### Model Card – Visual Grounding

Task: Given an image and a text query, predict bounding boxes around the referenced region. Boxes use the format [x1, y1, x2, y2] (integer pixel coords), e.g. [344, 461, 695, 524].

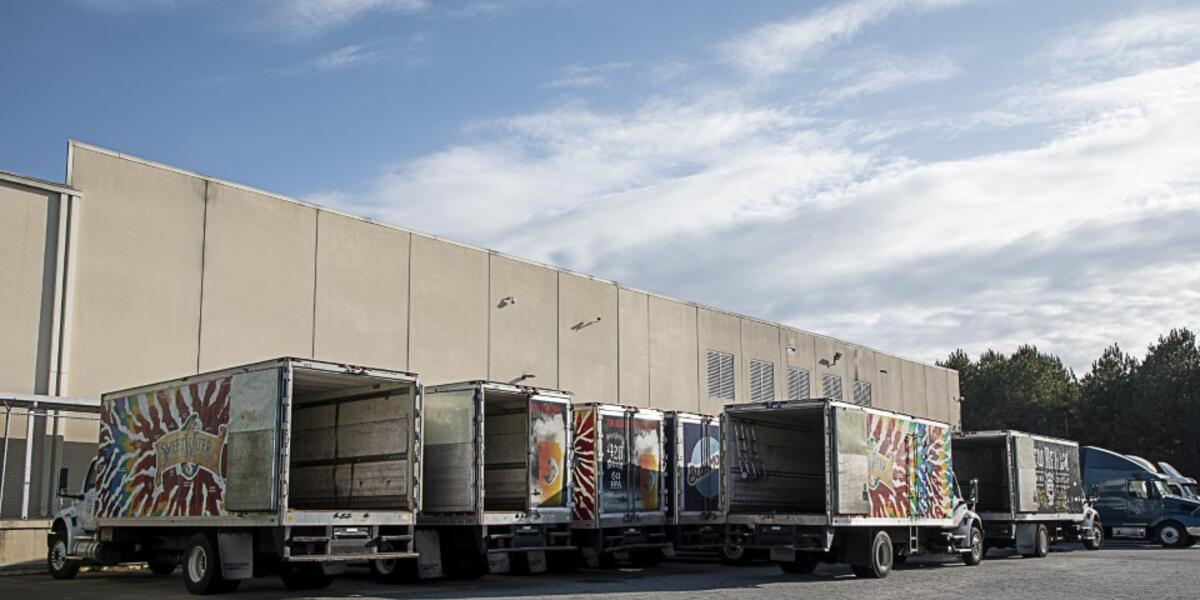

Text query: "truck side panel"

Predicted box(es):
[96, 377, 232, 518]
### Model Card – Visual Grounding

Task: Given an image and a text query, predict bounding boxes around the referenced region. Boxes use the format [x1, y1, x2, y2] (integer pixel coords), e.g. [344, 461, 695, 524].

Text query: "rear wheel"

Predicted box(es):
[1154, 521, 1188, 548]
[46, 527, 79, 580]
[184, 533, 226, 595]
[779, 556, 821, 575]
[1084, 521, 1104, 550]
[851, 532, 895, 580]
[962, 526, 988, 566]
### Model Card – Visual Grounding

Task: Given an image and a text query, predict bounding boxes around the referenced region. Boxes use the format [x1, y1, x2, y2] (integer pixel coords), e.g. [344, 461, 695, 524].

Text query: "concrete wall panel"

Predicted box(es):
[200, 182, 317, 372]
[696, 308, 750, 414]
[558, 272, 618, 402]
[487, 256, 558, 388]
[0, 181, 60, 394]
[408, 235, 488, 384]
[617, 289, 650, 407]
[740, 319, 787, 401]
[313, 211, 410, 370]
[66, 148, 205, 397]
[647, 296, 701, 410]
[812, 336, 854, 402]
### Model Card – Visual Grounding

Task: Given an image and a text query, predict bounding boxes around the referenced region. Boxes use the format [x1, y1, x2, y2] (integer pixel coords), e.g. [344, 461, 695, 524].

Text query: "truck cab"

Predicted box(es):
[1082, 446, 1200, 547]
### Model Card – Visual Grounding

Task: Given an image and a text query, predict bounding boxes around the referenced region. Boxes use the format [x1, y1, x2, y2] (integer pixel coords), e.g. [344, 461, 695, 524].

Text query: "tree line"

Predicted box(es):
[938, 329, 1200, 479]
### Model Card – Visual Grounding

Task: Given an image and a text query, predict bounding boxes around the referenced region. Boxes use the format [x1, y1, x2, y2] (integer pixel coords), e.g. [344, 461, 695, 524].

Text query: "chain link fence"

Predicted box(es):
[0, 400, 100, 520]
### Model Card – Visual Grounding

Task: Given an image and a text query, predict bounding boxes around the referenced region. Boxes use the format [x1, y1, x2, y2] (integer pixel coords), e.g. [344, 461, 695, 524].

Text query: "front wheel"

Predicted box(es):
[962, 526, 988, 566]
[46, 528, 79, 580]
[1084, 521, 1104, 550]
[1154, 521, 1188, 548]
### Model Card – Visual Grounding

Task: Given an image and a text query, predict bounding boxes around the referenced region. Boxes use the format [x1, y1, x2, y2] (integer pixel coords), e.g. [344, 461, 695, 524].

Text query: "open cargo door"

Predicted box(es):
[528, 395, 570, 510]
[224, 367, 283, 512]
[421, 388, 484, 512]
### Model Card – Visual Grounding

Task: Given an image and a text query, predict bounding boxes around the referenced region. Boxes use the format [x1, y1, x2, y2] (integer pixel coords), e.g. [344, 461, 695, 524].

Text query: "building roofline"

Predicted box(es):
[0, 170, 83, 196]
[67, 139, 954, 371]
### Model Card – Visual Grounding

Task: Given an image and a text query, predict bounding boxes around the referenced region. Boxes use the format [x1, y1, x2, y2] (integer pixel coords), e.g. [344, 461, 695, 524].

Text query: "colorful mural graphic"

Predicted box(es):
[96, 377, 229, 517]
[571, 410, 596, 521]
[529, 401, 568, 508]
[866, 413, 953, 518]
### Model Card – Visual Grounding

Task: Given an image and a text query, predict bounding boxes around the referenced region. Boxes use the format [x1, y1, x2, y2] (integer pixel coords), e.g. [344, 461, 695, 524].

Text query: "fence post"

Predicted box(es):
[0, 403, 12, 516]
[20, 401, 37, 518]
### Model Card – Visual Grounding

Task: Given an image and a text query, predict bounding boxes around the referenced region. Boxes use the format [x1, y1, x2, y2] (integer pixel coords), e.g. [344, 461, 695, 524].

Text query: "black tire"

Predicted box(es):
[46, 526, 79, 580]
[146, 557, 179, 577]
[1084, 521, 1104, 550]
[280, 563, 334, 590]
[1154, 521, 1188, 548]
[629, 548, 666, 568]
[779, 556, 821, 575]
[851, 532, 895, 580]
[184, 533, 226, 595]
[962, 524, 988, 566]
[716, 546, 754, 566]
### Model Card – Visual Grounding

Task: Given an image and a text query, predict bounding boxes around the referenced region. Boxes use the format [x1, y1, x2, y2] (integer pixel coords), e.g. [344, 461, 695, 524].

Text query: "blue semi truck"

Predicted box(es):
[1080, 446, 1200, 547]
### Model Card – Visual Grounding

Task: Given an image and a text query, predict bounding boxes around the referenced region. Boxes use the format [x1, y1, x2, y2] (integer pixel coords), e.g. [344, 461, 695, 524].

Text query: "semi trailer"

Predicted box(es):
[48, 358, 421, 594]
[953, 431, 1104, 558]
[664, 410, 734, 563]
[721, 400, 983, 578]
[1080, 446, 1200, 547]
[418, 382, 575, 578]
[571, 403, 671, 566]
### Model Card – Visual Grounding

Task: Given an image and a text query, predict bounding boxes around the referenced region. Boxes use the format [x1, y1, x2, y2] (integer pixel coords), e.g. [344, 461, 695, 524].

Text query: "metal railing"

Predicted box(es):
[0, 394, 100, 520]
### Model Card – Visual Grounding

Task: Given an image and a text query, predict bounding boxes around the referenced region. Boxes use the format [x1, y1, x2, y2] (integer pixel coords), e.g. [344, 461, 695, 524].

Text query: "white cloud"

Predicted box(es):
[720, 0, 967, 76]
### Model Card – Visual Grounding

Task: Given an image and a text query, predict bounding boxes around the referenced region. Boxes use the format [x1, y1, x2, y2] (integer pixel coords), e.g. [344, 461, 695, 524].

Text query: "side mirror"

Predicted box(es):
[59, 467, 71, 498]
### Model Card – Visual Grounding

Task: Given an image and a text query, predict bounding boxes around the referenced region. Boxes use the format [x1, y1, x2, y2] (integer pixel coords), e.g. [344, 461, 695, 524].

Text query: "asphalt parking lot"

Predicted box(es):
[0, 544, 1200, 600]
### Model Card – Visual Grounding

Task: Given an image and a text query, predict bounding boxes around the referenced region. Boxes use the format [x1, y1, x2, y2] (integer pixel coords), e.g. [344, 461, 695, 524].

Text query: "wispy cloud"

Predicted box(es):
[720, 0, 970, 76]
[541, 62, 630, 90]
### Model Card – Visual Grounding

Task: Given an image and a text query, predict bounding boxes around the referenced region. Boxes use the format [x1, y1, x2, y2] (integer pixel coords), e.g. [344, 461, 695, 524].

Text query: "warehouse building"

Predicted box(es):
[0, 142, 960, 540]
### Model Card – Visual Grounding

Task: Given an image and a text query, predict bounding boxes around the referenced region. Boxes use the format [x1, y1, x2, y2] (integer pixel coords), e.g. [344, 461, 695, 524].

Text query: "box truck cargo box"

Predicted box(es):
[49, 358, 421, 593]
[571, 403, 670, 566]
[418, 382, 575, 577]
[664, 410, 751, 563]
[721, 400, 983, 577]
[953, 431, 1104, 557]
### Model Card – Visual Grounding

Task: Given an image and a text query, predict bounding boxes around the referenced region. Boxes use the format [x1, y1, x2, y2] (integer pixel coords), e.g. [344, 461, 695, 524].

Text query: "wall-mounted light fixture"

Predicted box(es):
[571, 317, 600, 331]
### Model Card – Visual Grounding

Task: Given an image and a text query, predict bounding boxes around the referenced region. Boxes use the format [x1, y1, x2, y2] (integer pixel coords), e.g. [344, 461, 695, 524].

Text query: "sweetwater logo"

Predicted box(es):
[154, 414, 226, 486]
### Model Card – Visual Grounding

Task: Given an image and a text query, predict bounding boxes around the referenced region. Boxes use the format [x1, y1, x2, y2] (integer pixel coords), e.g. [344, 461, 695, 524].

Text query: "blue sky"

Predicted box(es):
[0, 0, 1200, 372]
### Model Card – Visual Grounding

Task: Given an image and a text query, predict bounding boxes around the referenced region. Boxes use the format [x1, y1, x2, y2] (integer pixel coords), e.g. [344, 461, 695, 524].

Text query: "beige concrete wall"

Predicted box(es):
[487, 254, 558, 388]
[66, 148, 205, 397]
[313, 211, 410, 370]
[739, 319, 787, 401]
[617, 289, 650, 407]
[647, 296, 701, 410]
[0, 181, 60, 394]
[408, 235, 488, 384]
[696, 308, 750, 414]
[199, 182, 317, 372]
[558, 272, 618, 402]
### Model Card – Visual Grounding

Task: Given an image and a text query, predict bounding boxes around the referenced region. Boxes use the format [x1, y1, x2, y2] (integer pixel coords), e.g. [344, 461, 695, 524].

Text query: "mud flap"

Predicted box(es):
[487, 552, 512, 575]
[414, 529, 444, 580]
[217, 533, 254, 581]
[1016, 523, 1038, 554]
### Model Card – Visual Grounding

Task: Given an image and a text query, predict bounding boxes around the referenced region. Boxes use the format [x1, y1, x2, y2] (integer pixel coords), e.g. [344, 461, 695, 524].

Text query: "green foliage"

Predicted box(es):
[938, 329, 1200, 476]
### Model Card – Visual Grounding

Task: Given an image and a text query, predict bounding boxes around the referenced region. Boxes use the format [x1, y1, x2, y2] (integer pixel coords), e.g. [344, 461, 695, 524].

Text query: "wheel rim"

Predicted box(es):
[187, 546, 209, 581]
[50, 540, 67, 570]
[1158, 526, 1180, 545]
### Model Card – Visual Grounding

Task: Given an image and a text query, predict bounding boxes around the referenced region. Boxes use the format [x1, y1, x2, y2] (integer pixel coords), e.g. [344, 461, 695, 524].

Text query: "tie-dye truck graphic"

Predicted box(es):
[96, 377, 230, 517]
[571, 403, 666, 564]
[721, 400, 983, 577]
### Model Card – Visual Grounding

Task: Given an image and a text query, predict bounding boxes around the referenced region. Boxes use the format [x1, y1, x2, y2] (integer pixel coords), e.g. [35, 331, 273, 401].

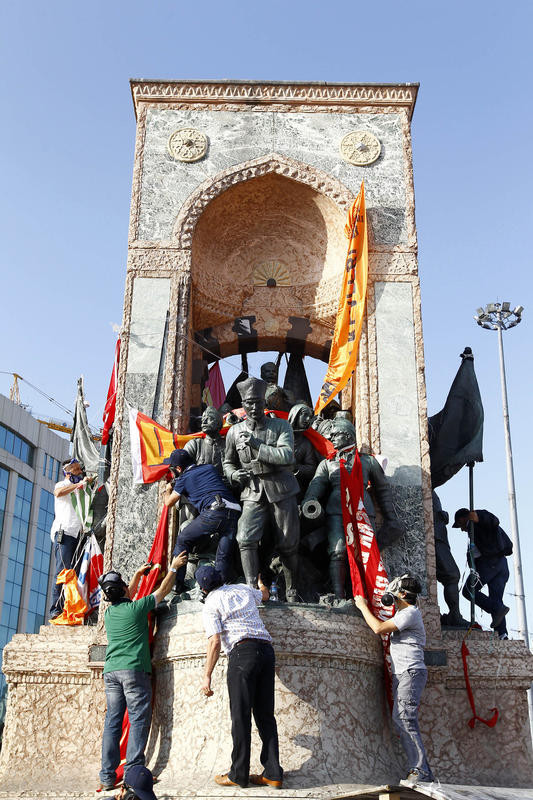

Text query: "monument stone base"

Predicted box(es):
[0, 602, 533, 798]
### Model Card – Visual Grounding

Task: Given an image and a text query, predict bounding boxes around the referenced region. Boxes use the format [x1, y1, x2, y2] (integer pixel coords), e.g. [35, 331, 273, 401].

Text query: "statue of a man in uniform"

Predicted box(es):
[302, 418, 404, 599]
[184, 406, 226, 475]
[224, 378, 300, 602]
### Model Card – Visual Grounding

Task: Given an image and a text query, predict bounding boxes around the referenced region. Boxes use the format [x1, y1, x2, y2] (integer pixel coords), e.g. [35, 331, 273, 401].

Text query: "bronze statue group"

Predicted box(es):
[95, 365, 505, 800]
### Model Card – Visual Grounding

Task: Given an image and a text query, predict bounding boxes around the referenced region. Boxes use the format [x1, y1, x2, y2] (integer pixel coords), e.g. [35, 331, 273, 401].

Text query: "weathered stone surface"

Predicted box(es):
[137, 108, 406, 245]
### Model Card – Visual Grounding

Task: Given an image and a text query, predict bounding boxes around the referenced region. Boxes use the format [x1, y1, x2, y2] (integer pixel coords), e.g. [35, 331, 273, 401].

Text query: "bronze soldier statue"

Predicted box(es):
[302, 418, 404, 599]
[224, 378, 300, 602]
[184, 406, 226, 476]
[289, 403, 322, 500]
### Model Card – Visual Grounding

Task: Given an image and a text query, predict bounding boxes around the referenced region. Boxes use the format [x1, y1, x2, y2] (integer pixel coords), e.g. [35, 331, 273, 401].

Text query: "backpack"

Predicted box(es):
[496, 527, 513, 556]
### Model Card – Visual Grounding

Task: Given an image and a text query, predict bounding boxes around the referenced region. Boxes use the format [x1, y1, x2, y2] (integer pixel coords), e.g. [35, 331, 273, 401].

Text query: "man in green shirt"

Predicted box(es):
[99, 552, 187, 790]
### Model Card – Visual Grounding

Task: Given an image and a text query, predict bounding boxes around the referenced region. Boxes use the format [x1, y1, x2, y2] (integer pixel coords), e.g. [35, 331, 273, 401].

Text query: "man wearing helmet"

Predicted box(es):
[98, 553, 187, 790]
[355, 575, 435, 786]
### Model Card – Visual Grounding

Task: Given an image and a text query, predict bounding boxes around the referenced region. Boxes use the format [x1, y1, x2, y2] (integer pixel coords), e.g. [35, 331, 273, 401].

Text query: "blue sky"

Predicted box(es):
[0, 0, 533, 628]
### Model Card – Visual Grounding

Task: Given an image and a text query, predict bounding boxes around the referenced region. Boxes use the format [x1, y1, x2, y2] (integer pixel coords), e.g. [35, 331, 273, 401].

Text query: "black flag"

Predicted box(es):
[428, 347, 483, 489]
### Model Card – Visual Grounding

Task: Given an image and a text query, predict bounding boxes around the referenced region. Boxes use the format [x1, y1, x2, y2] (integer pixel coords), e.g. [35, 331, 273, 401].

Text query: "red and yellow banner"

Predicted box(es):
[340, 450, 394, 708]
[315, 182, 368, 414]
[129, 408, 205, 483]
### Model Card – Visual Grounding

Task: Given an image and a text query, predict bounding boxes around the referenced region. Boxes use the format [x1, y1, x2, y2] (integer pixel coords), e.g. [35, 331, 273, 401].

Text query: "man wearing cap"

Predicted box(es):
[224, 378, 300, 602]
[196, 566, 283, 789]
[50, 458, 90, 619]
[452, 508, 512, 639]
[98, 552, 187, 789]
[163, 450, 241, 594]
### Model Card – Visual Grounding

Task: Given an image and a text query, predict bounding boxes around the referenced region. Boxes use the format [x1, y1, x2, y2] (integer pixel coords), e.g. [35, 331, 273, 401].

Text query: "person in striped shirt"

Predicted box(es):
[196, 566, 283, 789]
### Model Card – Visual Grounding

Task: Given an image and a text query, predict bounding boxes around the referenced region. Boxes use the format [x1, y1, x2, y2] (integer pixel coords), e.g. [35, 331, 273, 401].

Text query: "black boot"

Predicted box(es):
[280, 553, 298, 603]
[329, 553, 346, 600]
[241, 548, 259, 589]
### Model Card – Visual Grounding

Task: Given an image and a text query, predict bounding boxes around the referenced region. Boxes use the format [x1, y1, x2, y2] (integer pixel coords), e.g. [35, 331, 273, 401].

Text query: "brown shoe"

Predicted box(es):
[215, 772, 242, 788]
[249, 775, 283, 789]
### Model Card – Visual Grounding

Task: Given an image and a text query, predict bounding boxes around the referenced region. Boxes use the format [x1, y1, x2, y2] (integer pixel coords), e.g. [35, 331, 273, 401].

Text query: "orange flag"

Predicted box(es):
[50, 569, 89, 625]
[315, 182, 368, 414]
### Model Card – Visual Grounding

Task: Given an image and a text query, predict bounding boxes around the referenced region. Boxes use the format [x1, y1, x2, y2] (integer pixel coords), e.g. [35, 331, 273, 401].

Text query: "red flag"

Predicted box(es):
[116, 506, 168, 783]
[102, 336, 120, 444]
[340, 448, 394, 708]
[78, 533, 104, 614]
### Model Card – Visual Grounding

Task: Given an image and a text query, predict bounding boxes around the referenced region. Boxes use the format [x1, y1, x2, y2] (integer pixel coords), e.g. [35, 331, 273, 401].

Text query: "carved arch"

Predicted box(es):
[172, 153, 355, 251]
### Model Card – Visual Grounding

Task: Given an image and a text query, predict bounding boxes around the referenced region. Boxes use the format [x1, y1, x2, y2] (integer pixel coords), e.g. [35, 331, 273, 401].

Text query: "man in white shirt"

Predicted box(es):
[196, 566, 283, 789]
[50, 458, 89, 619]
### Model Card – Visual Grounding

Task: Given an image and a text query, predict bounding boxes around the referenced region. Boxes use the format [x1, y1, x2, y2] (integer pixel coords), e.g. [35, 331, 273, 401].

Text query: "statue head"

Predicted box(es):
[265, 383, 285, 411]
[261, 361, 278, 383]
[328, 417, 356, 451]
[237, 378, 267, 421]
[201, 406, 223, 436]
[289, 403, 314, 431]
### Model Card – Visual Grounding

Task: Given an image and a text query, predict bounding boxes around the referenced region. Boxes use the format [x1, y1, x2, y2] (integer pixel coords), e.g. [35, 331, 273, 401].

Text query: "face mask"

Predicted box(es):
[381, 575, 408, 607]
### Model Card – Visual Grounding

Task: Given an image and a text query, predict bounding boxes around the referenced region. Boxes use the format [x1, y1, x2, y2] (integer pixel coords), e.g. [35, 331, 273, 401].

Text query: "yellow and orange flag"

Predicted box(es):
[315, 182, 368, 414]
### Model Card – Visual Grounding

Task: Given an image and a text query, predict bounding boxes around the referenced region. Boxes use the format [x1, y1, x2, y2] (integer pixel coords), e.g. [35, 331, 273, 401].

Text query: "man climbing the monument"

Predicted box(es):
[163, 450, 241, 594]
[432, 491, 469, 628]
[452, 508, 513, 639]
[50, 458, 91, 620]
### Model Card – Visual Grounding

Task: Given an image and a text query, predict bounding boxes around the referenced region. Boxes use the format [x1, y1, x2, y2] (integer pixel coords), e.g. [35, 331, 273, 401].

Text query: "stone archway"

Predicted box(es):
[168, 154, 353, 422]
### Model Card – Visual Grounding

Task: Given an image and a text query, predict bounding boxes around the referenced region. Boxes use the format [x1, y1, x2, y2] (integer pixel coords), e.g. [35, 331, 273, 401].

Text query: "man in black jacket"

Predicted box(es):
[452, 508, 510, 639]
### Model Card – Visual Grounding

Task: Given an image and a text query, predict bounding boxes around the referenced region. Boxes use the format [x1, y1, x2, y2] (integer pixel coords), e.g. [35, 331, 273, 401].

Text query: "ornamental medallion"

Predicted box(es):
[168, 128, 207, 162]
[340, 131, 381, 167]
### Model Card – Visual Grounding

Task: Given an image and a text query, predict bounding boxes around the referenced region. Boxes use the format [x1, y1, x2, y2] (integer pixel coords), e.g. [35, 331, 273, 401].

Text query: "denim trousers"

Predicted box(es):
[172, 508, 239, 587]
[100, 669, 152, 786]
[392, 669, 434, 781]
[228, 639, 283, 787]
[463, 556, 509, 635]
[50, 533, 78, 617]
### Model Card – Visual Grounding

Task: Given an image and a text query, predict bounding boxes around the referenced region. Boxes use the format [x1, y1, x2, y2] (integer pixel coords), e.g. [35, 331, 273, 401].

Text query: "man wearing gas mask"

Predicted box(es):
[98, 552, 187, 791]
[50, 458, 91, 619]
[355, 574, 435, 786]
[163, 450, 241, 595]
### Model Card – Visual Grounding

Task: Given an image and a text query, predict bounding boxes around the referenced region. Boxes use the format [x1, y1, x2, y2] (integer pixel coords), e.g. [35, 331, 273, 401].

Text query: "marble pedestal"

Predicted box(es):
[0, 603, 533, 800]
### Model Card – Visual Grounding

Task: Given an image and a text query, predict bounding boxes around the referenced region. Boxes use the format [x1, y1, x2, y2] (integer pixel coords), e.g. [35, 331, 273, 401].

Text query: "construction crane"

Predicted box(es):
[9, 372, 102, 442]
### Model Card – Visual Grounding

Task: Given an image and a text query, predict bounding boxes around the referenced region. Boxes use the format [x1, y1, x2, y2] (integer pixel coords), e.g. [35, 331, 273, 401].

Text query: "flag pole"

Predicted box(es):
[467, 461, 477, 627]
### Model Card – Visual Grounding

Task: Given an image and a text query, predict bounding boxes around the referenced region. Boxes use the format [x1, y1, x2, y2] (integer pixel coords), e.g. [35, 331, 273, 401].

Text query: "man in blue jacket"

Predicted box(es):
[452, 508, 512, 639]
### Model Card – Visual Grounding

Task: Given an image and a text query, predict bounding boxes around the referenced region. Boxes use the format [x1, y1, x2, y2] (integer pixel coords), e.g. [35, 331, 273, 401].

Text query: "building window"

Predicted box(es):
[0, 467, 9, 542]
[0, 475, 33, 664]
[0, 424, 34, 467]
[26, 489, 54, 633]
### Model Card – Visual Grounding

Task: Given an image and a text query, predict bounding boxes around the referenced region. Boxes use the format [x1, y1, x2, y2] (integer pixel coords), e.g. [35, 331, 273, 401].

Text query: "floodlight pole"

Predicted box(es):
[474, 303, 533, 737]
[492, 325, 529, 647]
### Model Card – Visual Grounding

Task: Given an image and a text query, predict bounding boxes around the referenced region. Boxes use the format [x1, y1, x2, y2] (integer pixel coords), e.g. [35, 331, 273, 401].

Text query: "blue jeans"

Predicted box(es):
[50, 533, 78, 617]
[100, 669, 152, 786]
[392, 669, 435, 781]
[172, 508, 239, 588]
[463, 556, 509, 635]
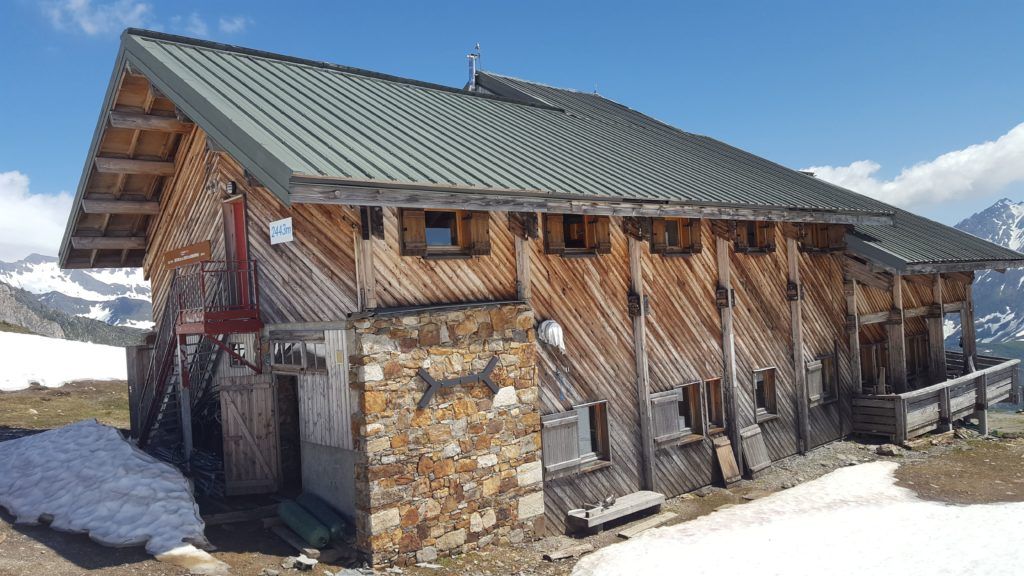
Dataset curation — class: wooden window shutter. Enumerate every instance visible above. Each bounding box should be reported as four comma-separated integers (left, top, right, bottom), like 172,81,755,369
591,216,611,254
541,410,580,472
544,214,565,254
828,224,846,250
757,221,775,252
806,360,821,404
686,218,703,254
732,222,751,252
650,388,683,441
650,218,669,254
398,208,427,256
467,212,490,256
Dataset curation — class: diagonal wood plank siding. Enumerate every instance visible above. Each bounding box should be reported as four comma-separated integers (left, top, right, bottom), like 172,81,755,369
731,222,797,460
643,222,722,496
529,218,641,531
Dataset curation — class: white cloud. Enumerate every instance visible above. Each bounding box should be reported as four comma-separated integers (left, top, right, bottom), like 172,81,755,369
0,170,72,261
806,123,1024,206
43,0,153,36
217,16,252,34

[Exercise] Collect every line of the entries above that contains the word "reported".

[The result]
Dataset curation — class: wooden window shutter. Enumerate every instance visible above. Each bounding box should be reported as four comma-separated integers (left, top, right, bottom), like 172,81,755,369
Dataset curation — class: diagonal wood plank siding. Enumerate every instance visible above. Each bounding box should be reported as four comma-separated integers (left, top, right, bottom), like 172,81,755,369
Dataset curation — class: white cloud. Enumerate every instance visible above. Each bounding box should be reported as four comma-separated integers (left, top, right, bottom), like 172,81,755,369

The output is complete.